| Set tasks |
a – From the book review, quote the passage between "Elias’s life is" and "forfeit hefty ransoms.", inclusive.
b – Decide whether each statement agrees with the book review, answering yes or no and quoting the words from the review that settle it: (i) Helene's life lies in the endurance of the Empire. (ii) The reviewer foresaw none of the cover-ups of history. (iii) The antagonists are approached with reason.
c – List every character named in the book review.

| Page excerpt |
Elias’s life is devoted to the dead. Laia’s life lies in the opposite – hope for her people. Helene’s life lies in the endurance of the Empire. Elias is gradually shedding pieces of his humanity. Responsible for the deaths of so many, Elias must now resort to such extremes – that which he wanted to repent for is now his saving grace. Laia is hounded by what she can’t have and what she must leave behind. Helene’s duty will never know any bounds. Rogue spirits, tribes warring with the Martial, Scholars running for their lives, the dead invading the realm of the living, clever cover-ups of history (though some I saw coming),our three torches will give up soul-deep gifts to pay for the world’s sustenance…is the price of civilisation ever too large? …apparently not as all three forfeit hefty ransoms.
'In this fiery hellscape of a world, this mess of blood and madness, justice exists only for those who take it.’
Sabaa Tahir humanises the darker characters; antagonists are approached with reason, kindling sparks of humanity in the people you’d think deserve the worst. Their sins are repugnant, but their reasons can be valid, triggering my sense of humanity and degrees of sympathy for the crimes they committed that go against human nature themselves. There is often enormous torment underlying the surface of the wicked, the root of a person narrating a different story, which also lays opposition to the notion of ‘actions speak louder than words’, because though they at times do, they don’t elucidate the whole story. Though choice may speak of character, its doesn’t pronounce a whole story because an enemy can also start out as a victim. For moments I saw the antagonists as something other than antagonists. I loved this about the representation of some of the wicked in 'A Reaper at the Gates,' making me believe that some can even have a chance at redemption? Though perhaps I’m pushing it :D
“You don’t know what love is.”

Records excerpted from a collection:
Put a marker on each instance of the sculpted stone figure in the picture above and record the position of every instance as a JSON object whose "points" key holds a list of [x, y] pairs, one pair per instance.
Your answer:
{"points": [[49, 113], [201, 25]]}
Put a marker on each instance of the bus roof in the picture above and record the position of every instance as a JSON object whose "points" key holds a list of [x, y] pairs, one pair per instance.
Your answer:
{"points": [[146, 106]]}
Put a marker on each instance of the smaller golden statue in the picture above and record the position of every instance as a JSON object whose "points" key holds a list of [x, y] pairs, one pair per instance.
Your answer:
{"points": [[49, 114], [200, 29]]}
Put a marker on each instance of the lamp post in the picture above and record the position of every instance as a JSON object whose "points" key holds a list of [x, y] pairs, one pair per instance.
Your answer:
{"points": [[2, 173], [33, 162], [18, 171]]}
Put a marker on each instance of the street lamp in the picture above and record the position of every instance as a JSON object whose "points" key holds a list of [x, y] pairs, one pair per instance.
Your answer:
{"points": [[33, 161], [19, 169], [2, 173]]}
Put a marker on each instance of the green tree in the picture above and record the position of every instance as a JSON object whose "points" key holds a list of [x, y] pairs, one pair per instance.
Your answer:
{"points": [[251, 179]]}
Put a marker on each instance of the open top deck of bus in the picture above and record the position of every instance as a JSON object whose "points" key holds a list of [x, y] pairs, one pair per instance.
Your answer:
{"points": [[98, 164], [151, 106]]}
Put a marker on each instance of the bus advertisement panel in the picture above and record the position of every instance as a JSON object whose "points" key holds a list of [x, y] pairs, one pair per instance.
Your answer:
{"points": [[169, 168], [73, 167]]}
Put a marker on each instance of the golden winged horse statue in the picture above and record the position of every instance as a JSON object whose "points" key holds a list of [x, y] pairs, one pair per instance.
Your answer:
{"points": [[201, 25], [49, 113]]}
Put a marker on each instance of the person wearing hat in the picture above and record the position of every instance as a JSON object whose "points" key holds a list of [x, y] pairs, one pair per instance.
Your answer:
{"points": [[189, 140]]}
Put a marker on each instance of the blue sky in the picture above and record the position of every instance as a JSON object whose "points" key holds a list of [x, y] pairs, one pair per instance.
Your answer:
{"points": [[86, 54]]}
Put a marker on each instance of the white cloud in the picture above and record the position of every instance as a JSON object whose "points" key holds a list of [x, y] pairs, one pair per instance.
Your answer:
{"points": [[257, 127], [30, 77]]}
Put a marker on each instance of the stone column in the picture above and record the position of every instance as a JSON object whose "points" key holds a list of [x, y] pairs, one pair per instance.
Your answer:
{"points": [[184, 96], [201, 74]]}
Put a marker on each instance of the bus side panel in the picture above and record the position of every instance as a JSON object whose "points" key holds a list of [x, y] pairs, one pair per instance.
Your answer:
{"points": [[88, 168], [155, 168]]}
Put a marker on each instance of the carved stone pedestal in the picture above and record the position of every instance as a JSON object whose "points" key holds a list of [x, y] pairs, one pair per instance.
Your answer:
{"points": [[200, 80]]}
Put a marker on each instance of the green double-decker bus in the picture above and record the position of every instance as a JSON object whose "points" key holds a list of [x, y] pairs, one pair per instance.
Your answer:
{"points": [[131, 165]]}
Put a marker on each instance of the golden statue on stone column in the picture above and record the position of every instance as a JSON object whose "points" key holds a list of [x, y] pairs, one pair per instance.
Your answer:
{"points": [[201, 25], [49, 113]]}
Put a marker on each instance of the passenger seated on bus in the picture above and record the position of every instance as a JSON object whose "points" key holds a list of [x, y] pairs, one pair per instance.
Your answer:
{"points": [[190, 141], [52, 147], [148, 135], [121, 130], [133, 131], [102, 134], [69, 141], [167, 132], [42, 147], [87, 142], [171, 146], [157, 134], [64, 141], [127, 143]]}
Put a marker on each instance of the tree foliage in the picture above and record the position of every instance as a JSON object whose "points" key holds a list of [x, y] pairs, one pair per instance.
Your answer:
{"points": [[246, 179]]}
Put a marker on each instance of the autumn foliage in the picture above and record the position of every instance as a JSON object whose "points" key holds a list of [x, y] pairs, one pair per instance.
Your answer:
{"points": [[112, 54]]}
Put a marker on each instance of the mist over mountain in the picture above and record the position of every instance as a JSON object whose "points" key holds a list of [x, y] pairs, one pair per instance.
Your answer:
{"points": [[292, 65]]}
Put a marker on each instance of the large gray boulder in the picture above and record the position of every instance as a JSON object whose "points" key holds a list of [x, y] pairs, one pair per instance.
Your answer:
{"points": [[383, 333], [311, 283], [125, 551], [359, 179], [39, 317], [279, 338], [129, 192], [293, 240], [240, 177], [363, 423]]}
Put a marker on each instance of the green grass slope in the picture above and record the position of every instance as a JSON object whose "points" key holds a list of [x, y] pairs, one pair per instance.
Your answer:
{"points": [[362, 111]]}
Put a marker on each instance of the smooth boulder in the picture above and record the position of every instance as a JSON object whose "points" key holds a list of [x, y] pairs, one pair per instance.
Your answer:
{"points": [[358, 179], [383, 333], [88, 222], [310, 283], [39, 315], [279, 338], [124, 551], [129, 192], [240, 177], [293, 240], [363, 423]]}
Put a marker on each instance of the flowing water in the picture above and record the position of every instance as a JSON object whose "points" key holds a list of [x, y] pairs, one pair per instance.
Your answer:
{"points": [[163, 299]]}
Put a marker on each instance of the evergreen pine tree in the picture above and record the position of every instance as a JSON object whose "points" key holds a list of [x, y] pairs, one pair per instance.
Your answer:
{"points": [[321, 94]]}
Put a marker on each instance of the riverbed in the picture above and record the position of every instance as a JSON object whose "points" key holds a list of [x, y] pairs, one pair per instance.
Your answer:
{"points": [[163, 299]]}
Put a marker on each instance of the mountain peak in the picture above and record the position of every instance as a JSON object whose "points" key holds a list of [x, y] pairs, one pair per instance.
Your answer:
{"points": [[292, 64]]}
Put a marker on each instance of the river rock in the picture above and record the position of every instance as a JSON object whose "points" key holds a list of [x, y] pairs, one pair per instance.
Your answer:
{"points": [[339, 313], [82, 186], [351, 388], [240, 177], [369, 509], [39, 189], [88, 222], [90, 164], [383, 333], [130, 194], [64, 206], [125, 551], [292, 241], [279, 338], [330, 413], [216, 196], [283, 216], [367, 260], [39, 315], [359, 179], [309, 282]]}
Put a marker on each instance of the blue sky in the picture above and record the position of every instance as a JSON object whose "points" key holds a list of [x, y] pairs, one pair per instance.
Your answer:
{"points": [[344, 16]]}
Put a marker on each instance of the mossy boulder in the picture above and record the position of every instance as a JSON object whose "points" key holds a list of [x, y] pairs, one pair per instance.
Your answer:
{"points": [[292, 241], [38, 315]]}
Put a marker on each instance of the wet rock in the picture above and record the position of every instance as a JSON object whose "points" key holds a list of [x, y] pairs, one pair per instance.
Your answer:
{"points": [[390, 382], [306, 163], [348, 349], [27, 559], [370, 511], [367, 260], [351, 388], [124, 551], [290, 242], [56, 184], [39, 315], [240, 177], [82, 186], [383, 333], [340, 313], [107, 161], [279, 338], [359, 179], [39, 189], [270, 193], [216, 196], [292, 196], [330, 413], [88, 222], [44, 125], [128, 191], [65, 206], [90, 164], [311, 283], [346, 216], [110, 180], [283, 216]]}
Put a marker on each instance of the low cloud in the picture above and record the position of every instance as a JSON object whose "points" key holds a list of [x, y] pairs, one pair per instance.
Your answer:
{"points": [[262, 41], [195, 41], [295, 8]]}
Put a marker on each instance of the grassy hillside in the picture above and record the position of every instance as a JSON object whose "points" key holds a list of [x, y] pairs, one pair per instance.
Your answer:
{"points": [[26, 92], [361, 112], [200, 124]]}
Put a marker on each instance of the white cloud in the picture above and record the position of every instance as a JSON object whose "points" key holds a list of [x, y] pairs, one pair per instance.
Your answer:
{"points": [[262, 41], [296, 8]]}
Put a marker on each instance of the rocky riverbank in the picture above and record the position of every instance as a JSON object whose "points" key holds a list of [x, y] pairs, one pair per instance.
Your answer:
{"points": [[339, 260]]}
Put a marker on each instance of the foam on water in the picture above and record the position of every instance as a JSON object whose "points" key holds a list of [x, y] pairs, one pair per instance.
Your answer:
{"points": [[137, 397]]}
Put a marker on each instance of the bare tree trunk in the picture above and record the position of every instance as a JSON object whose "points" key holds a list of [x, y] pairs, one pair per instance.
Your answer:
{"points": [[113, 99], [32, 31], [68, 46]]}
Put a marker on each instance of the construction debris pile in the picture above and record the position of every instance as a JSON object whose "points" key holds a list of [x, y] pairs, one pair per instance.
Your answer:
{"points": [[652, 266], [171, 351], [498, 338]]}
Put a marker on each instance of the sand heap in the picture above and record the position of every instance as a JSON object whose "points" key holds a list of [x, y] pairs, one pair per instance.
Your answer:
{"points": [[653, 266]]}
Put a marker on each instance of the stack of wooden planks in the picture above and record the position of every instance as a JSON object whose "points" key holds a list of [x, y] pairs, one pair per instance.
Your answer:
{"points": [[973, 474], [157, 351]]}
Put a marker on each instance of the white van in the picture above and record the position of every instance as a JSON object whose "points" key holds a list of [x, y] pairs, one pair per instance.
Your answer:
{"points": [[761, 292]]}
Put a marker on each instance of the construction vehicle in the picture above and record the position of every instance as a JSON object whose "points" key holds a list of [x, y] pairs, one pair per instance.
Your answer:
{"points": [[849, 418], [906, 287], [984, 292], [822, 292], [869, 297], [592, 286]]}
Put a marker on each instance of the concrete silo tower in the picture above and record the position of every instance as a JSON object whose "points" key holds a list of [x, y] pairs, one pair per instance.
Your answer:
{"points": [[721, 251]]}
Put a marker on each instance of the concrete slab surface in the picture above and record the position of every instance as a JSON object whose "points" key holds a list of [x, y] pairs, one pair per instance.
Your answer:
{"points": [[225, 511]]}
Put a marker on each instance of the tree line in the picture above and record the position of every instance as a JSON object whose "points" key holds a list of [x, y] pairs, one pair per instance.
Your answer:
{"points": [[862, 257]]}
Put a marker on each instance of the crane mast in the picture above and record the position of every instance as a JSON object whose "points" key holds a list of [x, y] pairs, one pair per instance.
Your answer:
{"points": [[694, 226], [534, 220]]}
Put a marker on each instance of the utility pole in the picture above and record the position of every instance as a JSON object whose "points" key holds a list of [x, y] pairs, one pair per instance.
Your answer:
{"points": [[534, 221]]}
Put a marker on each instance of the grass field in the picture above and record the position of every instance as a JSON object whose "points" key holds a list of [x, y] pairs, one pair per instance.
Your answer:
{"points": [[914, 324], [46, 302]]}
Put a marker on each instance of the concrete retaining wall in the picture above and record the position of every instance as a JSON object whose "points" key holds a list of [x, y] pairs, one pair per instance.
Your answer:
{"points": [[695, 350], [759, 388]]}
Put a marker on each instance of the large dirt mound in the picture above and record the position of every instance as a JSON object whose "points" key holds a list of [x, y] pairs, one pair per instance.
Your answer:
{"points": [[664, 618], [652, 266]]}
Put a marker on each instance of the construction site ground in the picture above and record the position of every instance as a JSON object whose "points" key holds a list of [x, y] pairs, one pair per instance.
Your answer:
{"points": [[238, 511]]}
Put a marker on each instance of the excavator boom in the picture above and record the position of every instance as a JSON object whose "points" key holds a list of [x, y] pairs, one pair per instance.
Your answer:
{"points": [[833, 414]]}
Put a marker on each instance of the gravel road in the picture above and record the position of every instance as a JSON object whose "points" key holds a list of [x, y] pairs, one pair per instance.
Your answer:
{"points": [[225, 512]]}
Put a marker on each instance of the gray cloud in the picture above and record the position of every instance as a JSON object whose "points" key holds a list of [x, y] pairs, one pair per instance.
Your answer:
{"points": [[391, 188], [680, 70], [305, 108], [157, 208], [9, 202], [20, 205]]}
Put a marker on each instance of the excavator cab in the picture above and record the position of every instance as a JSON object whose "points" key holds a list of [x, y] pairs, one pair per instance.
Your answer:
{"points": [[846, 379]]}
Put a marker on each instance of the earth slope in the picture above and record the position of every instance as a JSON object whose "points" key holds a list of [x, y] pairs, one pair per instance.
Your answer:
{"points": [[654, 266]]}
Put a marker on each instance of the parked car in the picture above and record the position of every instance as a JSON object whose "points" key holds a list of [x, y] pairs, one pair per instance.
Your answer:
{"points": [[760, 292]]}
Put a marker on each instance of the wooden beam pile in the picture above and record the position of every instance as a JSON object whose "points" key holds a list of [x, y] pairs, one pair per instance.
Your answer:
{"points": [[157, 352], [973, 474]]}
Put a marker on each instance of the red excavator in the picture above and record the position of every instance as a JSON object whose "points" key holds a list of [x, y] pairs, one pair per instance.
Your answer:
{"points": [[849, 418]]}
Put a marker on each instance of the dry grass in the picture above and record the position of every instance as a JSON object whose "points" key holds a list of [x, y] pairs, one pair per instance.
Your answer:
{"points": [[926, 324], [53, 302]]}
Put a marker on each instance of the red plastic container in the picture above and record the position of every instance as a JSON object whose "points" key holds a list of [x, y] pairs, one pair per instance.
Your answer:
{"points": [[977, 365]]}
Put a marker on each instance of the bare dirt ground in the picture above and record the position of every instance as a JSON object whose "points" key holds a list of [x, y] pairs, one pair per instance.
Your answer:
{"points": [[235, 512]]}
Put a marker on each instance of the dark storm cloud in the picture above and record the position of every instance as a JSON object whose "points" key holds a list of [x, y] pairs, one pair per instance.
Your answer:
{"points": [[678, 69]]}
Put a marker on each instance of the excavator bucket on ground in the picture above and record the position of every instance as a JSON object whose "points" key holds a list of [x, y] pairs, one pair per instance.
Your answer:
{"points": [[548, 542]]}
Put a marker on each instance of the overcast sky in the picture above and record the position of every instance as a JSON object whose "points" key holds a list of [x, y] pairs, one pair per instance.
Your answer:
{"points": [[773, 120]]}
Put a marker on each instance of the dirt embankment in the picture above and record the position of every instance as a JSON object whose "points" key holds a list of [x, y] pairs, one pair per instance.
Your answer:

| The solutions |
a –
Elias’s life is devoted to the dead. Laia’s life lies in the opposite – hope for her people. Helene’s life lies in the endurance of the Empire. Elias is gradually shedding pieces of his humanity. Responsible for the deaths of so many, Elias must now resort to such extremes – that which he wanted to repent for is now his saving grace. Laia is hounded by what she can’t have and what she must leave behind. Helene’s duty will never know any bounds. Rogue spirits, tribes warring with the Martial, Scholars running for their lives, the dead invading the realm of the living, clever cover-ups of history (though some I saw coming),our three torches will give up soul-deep gifts to pay for the world’s sustenance…is the price of civilisation ever too large? …apparently not as all three forfeit hefty ransoms.

b –
(i) Yes: "Helene’s life lies in the endurance of the Empire."
(ii) No: "clever cover-ups of history (though some I saw coming)"
(iii) Yes: "antagonists are approached with reason"

c – Elias, Laia, Helene